● Goal of the exercise
Show each line of the material below that contains the word "hairy".

[Object pointing dataset rows]
____________________
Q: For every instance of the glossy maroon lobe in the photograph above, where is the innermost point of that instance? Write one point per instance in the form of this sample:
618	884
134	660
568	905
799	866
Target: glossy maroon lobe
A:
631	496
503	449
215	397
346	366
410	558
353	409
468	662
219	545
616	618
____________________
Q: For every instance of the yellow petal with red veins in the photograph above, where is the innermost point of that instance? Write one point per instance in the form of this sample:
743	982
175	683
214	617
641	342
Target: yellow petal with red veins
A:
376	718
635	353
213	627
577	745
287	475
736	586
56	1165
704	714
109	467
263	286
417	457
____________________
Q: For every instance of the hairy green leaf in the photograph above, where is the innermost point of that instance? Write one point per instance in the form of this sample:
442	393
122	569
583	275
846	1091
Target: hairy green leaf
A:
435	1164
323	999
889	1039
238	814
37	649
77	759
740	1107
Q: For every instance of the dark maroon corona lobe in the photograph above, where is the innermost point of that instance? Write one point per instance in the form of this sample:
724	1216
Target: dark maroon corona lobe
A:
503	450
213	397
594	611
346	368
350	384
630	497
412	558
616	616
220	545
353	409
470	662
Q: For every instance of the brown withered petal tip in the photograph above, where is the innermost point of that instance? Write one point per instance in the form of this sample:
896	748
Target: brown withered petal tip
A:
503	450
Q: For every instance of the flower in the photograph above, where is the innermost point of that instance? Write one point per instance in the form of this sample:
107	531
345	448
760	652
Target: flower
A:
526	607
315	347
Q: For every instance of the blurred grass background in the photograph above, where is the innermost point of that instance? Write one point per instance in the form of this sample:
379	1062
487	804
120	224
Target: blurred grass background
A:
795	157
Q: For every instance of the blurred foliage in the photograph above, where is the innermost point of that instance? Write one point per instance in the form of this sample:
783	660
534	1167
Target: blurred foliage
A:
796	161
____________________
● Finished task
Q: For every instance of the hairy green leaf in the photograph above, where is the innermost point of that instance? Write one point per instance in the form of this sample:
Target: hairy green leaf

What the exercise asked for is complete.